[Task brief] Repeat each record below exactly as given.

[Data rows]

(begin)

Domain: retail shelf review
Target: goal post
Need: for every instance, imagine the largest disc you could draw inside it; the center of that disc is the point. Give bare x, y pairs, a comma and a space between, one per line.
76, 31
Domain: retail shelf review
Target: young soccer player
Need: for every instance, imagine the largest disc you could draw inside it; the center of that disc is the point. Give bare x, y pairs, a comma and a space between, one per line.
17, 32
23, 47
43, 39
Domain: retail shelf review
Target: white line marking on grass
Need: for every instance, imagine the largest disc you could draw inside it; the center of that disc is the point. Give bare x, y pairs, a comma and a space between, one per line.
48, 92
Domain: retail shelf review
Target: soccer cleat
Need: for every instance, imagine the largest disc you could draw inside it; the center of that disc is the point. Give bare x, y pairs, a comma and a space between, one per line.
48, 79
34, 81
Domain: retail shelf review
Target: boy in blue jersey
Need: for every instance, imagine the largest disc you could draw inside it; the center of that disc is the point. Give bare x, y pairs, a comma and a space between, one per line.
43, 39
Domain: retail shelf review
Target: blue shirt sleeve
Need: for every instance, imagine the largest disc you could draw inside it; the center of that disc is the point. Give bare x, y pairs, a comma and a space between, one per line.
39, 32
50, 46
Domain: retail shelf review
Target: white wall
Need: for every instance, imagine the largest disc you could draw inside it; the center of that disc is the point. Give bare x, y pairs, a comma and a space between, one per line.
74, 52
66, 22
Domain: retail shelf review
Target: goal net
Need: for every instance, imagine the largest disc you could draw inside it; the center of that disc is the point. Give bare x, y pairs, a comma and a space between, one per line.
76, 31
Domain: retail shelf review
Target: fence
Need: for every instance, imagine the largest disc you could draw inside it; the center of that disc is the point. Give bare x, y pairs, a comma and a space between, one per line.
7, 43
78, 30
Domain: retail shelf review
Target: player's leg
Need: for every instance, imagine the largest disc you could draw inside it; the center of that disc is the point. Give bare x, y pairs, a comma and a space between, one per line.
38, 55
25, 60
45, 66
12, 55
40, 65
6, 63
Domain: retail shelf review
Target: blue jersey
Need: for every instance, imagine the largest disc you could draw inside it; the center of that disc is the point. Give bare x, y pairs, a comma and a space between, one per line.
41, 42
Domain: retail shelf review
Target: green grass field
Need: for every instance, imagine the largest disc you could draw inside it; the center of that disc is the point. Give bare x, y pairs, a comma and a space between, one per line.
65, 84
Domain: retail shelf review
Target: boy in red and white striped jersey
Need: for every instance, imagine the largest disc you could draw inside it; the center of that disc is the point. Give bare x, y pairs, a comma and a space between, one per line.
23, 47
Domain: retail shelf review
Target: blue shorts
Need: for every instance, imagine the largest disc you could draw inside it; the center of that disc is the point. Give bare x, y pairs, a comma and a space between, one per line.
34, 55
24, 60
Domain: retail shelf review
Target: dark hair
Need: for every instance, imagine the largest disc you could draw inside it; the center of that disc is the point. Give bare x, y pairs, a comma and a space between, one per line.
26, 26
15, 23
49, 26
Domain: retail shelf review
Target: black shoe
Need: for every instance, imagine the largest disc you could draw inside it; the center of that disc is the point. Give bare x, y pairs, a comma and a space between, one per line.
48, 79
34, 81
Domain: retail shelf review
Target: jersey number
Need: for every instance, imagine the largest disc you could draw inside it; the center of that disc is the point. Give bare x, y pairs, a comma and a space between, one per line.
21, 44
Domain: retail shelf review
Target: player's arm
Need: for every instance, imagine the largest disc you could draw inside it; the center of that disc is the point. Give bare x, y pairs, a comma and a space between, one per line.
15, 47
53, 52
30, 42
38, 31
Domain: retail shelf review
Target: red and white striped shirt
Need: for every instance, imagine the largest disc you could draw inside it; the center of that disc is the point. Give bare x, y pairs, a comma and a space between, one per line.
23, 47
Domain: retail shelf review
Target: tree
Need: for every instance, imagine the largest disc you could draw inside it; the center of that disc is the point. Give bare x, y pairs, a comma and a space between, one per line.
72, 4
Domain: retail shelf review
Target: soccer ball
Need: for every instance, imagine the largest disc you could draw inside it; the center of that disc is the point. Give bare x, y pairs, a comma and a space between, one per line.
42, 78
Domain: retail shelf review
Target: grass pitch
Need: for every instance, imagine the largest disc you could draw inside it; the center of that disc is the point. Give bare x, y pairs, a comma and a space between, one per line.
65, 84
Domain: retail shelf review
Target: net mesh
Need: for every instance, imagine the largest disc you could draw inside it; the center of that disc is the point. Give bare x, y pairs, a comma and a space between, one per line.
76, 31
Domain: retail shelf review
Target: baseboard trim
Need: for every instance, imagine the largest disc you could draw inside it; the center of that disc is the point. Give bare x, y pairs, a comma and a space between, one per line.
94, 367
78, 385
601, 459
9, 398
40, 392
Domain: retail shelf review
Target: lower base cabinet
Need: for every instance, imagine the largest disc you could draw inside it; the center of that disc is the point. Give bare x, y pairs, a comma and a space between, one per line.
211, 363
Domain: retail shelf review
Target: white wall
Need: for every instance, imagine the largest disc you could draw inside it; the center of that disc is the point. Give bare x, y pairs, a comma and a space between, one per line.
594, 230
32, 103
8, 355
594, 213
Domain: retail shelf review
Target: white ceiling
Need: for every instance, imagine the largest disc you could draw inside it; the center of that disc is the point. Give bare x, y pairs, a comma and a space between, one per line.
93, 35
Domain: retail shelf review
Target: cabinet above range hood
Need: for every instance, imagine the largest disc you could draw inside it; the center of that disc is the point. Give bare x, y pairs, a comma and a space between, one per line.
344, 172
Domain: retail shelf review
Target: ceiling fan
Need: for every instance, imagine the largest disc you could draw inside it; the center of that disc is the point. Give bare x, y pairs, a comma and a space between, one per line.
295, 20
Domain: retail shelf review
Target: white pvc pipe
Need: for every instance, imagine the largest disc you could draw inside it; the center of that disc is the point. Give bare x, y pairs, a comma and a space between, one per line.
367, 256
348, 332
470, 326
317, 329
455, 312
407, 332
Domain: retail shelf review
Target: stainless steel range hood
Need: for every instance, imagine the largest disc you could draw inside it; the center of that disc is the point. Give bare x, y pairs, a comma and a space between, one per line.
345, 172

(end)

[The response]
Domain: retail shelf review
Target: goal post
Need: for every instance, imagine the largest disc you could draw inside it; the center of that disc is the point. Give bare x, y pairs, a comma and a space between, one per line.
76, 31
Domain: retail shelf review
Target: young soccer player
Need: for every instance, imagine the largest disc you could draw inside it; the center of that disc is the point. Give bare x, y pairs, a comma and a space between, one per line.
17, 32
23, 47
43, 39
Domain: retail shelf review
Target: white line marking on grass
Need: for every instance, imagine the largest disc you could draw inside it; the center of that disc is the point. Give bare x, y pairs, a comma and a space between, one per line.
48, 92
Domain: retail shelf review
Target: soccer cleat
Need: for every instance, imagine the largest disc you could draw inside it; the center of that disc is the point. Give bare x, y pairs, a comma and a space between, one per line.
48, 79
34, 81
Domain: retail shelf review
Target: boy in blue jersey
Need: for every instance, imagine the largest disc you could draw inside it; the center of that disc is the point. Give bare x, y pairs, a comma and a space between, one per line.
43, 39
Domain: retail shelf review
Target: blue shirt sleeve
Need: for every instance, imagine the largest disc you could draw inside it; the center of that disc is the point. Give bare x, y pairs, a comma and a space between, one per line.
39, 32
50, 46
Domain: retail shelf review
Target: white wall
Need: for every instance, imagine the largest disc you could draw inside it; the center of that disc is the point. Give bare x, y pairs, a comma and a space between, one per line.
74, 52
66, 22
Domain: retail shelf review
Target: goal net
Need: for every instance, imagine the largest disc you could draw inside it; the center of that disc is the point. Give bare x, y pairs, a comma and a space between, one per line.
76, 31
Domain: retail shelf review
Target: fence
Need: for every instance, imagine the largest disc you could draw inside it; the center of that disc is the point. Give bare x, y pairs, a comma and a space between, one per line.
7, 43
78, 30
Domain: retail shelf review
Target: player's leg
Need: for every instance, imagine the largest disc you could draw inside it; the center of that disc is the point. Give bare x, y pairs, a comma and a space between, one per line.
38, 55
25, 60
45, 66
12, 55
40, 65
6, 63
Domain: retail shelf review
Target: blue jersey
Need: for every instance, imagine the largest disc you could draw inside it; the center of that disc is the point. Give bare x, y pairs, a comma and a space between, one per line.
41, 42
Domain: retail shelf review
Target: green grass field
Need: for every instance, imagine the largest disc you could draw inside it; the center of that disc is the point. Give bare x, y pairs, a comma and a space between, one per line.
65, 84
Domain: retail shelf review
Target: boy in red and white striped jersey
Need: for every instance, imagine the largest disc you could draw inside it; the center of that disc is the point. Give bare x, y pairs, a comma and a space between, one per line.
23, 47
Domain: retail shelf review
Target: blue shorts
Need: for every instance, imagine the largest disc you could draw inside it; the center of that disc is the point. Give bare x, y pairs, a comma and a space between, one per line.
34, 55
24, 60
Domain: retail shelf review
Target: dark hair
Need: for every instance, imagine the largest disc you could draw inside it; the center of that disc is the point. Give bare x, y pairs, a comma and a space between, one per line.
26, 26
15, 23
49, 26
Domain: retail shelf review
Target: black shoe
Need: for every instance, imagine the largest disc you could draw inside it; the center of that disc is the point. Give bare x, y pairs, a comma and a space between, one per line.
48, 79
34, 81
Domain: retail shelf review
Target: jersey number
Need: for every instance, imagine the largest disc you could draw inside it; the center of that disc is the point. Give bare x, y pairs, a comma and a space between, one per line.
21, 44
Domain: retail shelf review
Target: player's arm
Need: for every instance, imagine the largest disc you could draw inside it; the center of that disc is the point. Give bare x, y pairs, a comma and a space between, one per line.
15, 47
53, 52
30, 42
38, 31
Domain: retail shelf review
Target: red and white striped shirt
Need: for every instance, imagine the largest disc you could draw inside it; the center of that disc is the point. Give bare x, y pairs, a comma and a space between, one per line.
23, 47
Domain: retail shelf review
Target: tree
Need: for every instance, imagine the largest disc you could draw inside it; the center of that disc is the point. Give bare x, y pairs, a comma and a space between, one per line.
72, 4
Domain: retail shelf review
Target: soccer ball
Need: for every instance, imagine the largest disc you could draw inside it; the center of that disc is the point. Give bare x, y pairs, a comma and a space between, one per line.
42, 78
Domain: retail shelf review
Target: grass pitch
Need: for every instance, imagine the largest disc you could draw inside it; the center of that disc is the point. Give bare x, y pairs, a comma and a space between, one per line.
65, 84
Domain: retail shelf review
Target: net mesh
Need: for every instance, imagine the largest disc you could draw inside it; the center of that disc is the point. Give bare x, y pairs, a comma and a space between, one per line.
76, 31
Domain: retail shelf review
Target: baseboard trim
Need: for every instance, imagine the largest disc you could draw inside it; the center of that disc is the point. Give bare x, y pairs, a comma and a space between, one per line.
94, 367
78, 385
601, 459
9, 398
40, 392
Domain: retail shelf review
Target: lower base cabinet
Need: for every instance, imagine the largest disc you could draw inside it; the center of that disc is the point. Give bare x, y pairs, a comma and a space between, one per line.
211, 363
Domain: retail shelf review
Target: white wall
Need: for every instance, imagine the largest disc you could draw inside it; the center of that disc is the point. Give bare x, y pairs, a comma and a space between, one per line.
594, 230
32, 103
8, 355
594, 213
Domain: retail shelf review
Target: white ceiling
Need: for every instance, imagine the largest disc you could draw inside it; the center of that disc is the point. Give bare x, y pairs, a comma and a space between, one per line.
93, 35
Domain: retail shelf review
Target: cabinet above range hood
Need: for every instance, imagine the largest disc you could draw inside it; the center of that disc is the point. Give bare x, y pairs, a comma and a space between, one per line.
344, 172
Domain: retail shelf review
Target: ceiling fan
Need: for every instance, imagine the largest disc you could draw inside it; the center of that disc is the point. Give bare x, y pairs, a comma and a space between, one per line.
295, 20
Domain: retail shelf review
Target: white pvc pipe
Need: for every instance, imagine the largest disc you could draw inside it; the center of that disc is the point. Give bare x, y pairs, a comma and a space between, one per line.
367, 256
348, 332
470, 326
317, 329
455, 312
407, 332
Domain: retail shelf review
Target: stainless steel range hood
Need: for every instance, imagine the largest disc you could draw inside it; the center of that disc is the point. Give bare x, y pairs, a comma and a space between, one per line.
345, 172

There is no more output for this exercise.